◆ **YOUR GOAL**
Write out all of the lines below again, requests included. Multiply every x and y coordinate in the answers by 1.2 and round each result to a whole number, with halves rounded up.

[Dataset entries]
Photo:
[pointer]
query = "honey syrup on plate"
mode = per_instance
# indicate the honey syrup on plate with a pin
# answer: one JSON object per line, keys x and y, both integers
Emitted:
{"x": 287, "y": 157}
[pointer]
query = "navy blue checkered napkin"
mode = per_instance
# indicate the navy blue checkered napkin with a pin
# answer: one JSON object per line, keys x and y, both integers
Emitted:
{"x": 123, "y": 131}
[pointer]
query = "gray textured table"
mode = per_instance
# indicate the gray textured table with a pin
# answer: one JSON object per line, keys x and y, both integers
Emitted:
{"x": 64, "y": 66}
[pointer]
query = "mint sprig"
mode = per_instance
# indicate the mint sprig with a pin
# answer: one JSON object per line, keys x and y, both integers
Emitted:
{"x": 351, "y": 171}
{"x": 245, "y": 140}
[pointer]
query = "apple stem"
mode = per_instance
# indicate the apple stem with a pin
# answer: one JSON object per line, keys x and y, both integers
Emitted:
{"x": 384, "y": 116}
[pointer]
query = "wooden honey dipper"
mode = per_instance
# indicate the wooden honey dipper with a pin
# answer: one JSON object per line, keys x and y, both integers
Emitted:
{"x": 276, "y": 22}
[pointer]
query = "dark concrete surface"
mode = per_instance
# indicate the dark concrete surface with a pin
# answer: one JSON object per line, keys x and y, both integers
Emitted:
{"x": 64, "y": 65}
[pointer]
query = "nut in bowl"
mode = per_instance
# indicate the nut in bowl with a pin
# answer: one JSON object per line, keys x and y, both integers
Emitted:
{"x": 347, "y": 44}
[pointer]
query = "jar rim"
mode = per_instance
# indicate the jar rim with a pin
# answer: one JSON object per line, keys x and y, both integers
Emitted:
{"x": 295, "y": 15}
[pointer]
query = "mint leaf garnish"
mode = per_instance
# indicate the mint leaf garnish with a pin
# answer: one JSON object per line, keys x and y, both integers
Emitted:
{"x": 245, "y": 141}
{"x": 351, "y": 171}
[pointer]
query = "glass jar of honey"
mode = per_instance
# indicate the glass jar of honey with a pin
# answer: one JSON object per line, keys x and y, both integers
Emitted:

◆ **FINISHED EXERCISE**
Photo:
[pointer]
query = "honey syrup on plate"
mode = per_instance
# indicate the honey syrup on plate with a pin
# answer: one JSON object per line, keys x and y, both integers
Emitted:
{"x": 344, "y": 188}
[pointer]
query = "navy blue checkered napkin"
mode = per_instance
# indicate the navy blue checkered napkin with a pin
# answer: one JSON object per line, keys x and y, both integers
Emitted:
{"x": 148, "y": 157}
[pointer]
query = "gray textured table"
mode = per_instance
# indicate the gray textured table with a pin
# answer: one JSON object per line, keys x and y, both integers
Emitted:
{"x": 77, "y": 79}
[pointer]
query = "mint sprig"
mode = per_instance
# indicate the mint sprig with a pin
# answer: one JSON object per line, keys x and y, both integers
Emitted:
{"x": 421, "y": 205}
{"x": 294, "y": 168}
[pointer]
query = "apple stem"
mode = per_instance
# indicate the apple stem with a pin
# answer: one JSON object per line, keys x and y, both integers
Emitted:
{"x": 461, "y": 139}
[pointer]
query = "wooden honey dipper"
mode = per_instance
# indicate the wooden honey dipper with a pin
# answer: one JSON object per line, keys x and y, both integers
Emitted:
{"x": 331, "y": 26}
[pointer]
query = "dark concrete surface"
mode = per_instance
# indicate the dark concrete surface with a pin
# answer: one JSON object per line, keys x and y, both integers
Emitted:
{"x": 77, "y": 78}
[pointer]
query = "nut in bowl"
mode = per_instance
# indicate the nut in bowl with a pin
# answer: one JSON object per line, keys x and y, both integers
Emitted:
{"x": 416, "y": 53}
[pointer]
query = "jar rim"
mode = per_instance
# indicate the jar rim with a pin
# answer: one JSON object per line, keys x and y, both integers
Emitted:
{"x": 354, "y": 18}
[pointer]
query = "mint leaf garnish"
mode = per_instance
# indicate the mint leaf garnish with a pin
# answer: one JSON object per line, keys x and y, both integers
Emitted:
{"x": 294, "y": 169}
{"x": 421, "y": 205}
[pointer]
query = "glass jar of honey"
mode = per_instance
# indicate the glass jar of honey with a pin
# answer: one JSON object per line, keys x and y, both integers
Emitted:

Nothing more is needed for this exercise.